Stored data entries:

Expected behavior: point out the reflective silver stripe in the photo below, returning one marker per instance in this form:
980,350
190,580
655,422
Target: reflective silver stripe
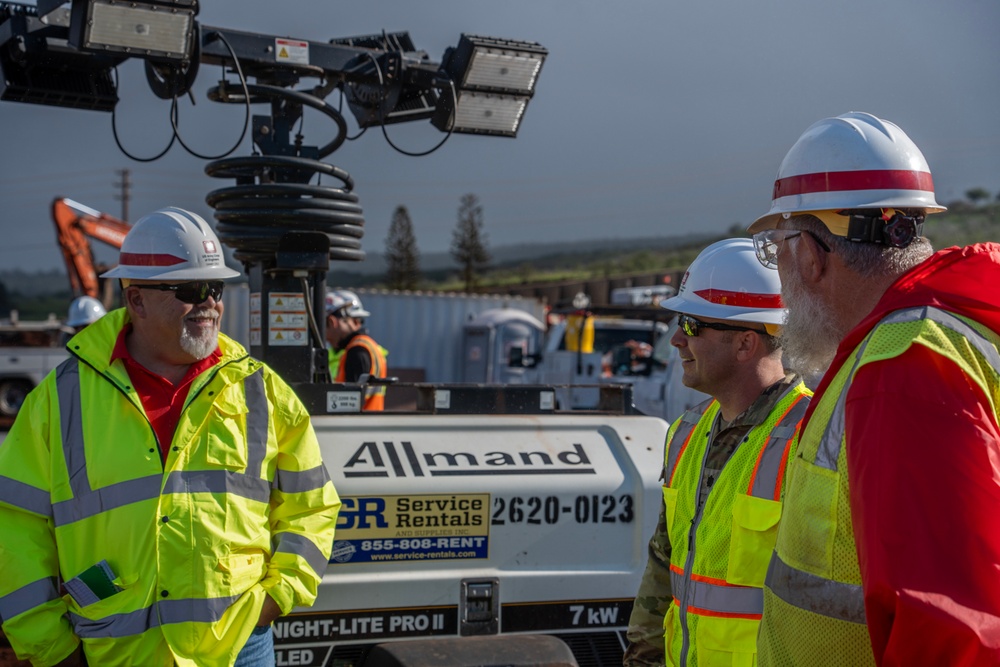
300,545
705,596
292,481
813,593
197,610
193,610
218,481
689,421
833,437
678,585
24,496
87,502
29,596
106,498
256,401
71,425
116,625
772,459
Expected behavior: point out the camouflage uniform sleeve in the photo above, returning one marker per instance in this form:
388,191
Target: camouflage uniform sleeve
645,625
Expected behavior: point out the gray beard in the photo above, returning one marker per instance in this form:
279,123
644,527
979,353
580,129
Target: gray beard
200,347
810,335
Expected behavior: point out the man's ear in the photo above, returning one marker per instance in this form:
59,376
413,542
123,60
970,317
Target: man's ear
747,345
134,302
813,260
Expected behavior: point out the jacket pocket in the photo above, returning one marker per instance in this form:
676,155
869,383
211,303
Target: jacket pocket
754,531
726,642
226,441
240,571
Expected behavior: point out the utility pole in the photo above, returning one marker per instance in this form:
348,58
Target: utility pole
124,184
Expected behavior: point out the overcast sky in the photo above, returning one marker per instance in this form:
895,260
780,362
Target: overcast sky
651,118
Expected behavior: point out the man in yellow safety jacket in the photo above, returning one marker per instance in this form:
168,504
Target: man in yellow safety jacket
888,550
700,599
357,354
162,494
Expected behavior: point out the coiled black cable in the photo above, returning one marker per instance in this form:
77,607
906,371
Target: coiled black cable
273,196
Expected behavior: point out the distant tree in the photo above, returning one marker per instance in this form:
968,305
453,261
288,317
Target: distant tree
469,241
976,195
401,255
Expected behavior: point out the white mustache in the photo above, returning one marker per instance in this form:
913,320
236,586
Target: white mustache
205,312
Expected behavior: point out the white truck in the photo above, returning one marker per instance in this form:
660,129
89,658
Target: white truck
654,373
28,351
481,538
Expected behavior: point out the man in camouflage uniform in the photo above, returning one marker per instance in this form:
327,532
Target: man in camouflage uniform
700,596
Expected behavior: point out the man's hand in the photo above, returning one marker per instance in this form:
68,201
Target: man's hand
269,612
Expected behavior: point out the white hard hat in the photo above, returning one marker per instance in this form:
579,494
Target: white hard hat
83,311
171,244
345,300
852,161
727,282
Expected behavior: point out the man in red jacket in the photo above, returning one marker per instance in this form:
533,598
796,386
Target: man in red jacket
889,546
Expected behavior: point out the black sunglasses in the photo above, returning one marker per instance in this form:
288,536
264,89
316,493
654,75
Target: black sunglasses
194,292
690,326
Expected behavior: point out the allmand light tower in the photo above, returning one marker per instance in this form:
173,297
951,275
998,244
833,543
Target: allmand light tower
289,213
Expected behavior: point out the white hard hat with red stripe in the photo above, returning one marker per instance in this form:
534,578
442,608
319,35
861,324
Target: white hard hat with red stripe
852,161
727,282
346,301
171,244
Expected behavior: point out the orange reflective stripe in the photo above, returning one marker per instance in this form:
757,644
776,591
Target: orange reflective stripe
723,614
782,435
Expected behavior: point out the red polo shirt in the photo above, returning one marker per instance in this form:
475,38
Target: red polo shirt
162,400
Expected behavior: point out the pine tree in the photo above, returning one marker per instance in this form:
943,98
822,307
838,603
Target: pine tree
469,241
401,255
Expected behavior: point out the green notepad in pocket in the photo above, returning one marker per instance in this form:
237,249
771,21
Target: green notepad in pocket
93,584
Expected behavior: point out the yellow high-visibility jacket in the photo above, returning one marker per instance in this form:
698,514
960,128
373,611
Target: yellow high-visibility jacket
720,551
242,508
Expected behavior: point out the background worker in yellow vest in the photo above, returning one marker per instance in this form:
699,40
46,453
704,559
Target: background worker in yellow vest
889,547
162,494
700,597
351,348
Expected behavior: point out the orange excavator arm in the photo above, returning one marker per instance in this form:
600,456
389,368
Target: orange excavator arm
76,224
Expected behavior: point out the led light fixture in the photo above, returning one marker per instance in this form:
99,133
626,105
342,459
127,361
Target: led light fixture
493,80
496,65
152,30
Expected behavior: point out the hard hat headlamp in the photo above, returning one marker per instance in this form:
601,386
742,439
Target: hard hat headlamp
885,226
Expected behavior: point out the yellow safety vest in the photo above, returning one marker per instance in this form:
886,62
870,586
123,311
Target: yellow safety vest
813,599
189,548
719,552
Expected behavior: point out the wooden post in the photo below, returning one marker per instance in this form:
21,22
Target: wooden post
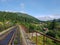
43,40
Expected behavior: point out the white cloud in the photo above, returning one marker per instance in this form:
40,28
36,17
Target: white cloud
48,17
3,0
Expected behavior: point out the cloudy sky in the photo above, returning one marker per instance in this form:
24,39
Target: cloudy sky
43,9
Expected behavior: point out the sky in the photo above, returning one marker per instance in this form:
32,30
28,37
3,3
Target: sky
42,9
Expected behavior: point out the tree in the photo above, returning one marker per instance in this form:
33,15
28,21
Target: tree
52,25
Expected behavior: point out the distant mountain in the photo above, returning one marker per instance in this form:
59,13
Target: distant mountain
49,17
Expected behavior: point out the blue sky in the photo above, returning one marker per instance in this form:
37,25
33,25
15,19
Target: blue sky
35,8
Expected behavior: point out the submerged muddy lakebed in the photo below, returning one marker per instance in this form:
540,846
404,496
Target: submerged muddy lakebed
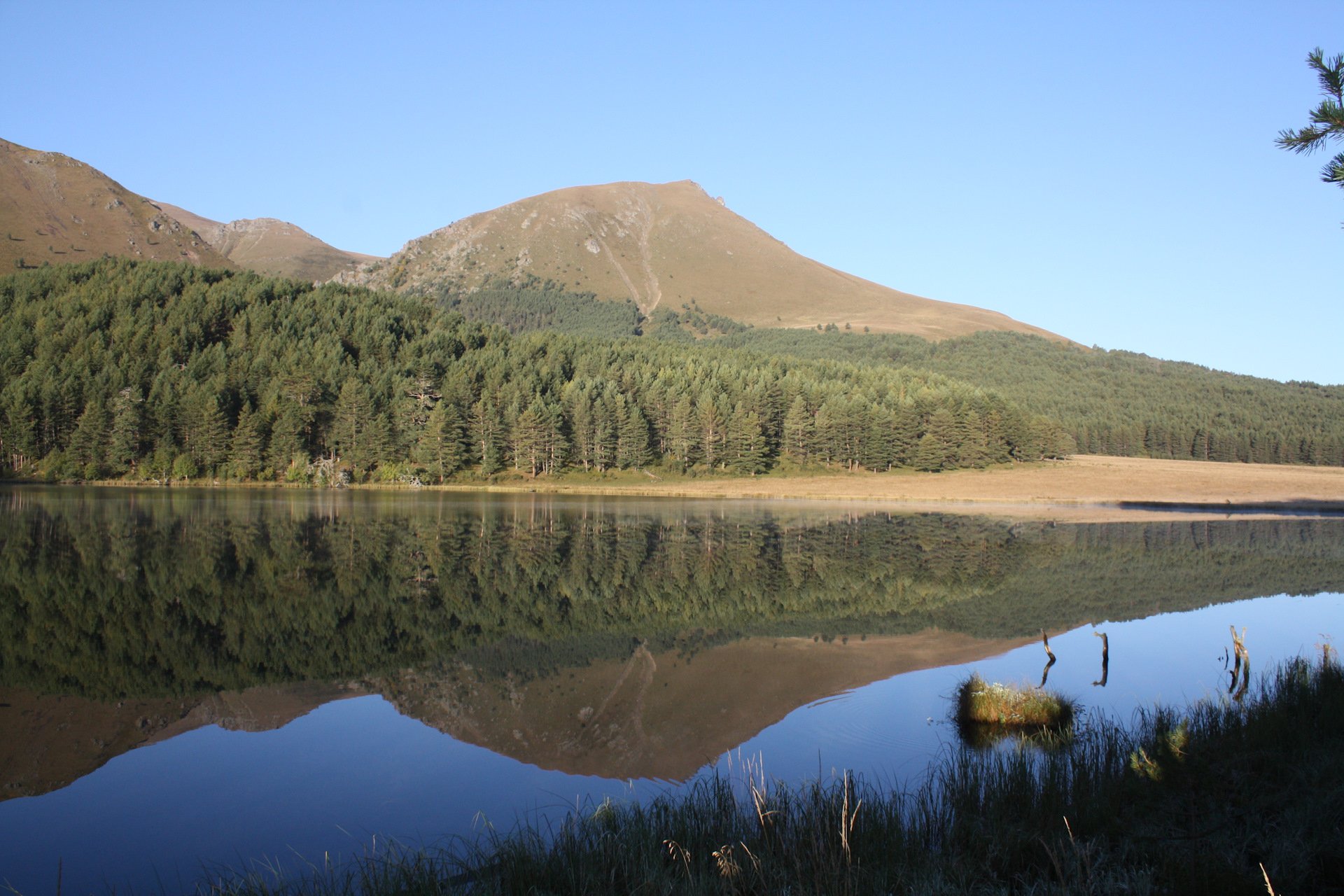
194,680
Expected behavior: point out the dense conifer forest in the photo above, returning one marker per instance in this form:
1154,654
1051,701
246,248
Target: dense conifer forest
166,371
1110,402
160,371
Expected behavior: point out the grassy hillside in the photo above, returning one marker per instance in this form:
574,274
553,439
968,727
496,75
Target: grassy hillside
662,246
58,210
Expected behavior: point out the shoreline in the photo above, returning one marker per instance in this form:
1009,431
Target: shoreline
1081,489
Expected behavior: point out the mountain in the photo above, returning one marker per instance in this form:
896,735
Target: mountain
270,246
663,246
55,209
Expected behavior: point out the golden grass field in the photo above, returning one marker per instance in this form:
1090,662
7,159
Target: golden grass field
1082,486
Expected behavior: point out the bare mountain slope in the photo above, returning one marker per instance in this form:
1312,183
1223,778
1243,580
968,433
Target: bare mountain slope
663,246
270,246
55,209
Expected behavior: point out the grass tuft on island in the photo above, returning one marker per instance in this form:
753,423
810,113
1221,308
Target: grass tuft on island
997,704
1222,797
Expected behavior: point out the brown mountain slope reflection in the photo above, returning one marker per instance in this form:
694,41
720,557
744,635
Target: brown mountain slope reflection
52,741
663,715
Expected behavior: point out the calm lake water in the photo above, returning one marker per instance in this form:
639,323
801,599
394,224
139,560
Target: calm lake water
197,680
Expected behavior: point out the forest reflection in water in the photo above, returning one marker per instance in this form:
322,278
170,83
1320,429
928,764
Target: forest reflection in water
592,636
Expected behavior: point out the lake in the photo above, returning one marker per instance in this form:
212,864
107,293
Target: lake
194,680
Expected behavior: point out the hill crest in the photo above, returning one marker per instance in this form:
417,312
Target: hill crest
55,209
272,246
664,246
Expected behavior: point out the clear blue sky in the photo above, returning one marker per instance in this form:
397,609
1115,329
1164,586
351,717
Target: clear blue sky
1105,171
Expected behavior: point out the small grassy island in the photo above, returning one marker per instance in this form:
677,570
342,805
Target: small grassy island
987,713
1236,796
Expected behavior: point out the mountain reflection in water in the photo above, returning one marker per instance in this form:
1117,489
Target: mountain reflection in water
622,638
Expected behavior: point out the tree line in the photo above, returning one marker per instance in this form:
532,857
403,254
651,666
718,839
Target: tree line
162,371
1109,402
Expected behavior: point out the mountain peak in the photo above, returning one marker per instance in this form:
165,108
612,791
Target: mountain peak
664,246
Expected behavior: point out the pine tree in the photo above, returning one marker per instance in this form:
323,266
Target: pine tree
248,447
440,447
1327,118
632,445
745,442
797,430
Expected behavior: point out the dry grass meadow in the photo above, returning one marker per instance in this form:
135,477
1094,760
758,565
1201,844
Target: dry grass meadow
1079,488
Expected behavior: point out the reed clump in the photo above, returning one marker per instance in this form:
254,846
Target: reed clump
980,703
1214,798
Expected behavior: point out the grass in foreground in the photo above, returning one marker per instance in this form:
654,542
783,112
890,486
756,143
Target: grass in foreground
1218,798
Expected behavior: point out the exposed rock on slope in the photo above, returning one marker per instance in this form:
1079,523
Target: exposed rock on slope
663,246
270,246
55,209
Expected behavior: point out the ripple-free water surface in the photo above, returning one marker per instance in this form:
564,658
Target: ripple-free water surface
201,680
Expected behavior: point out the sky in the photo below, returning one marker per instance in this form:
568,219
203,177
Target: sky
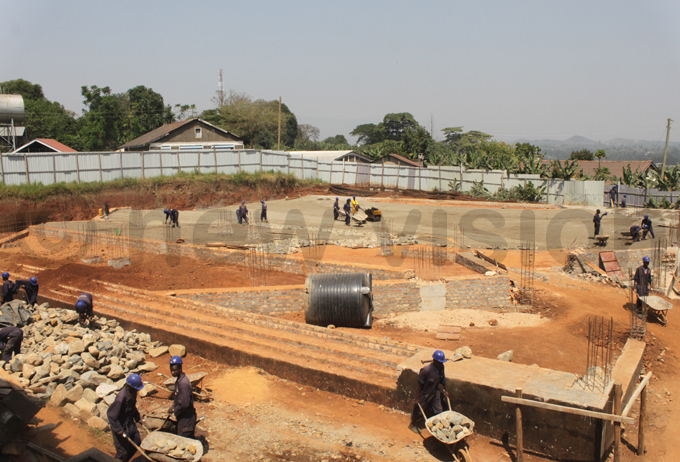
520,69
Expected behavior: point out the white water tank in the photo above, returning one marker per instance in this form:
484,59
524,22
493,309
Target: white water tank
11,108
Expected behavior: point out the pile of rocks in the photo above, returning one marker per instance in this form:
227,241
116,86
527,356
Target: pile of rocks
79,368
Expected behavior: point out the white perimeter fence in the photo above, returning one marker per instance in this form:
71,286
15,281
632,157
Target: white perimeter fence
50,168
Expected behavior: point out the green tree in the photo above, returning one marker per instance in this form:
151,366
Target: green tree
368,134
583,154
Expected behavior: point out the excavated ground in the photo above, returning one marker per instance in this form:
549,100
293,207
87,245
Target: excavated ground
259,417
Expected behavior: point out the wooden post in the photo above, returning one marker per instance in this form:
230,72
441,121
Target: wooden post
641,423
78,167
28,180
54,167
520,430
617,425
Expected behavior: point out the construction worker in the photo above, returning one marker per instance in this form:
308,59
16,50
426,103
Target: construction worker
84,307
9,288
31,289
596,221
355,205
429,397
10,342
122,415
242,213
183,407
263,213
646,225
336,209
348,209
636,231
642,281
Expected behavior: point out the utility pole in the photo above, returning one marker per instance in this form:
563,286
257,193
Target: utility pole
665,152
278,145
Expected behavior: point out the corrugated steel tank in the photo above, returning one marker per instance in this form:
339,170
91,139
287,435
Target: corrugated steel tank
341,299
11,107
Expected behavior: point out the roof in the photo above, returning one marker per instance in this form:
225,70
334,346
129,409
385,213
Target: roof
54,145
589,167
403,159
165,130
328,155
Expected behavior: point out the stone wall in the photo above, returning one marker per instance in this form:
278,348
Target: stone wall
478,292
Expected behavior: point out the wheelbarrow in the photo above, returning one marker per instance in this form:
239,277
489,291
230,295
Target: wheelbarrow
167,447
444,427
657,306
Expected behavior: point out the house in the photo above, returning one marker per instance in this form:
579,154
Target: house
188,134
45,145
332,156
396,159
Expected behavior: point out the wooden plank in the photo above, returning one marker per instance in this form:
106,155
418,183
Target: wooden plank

TASK REQUIREMENTS: Each line of the data that contains "plank" belongs in the answer.

EXERCISE RESULT:
Expected behavior: point out the wooden plank in the photo above, returning one marker per instance in this form:
Target: wooden plank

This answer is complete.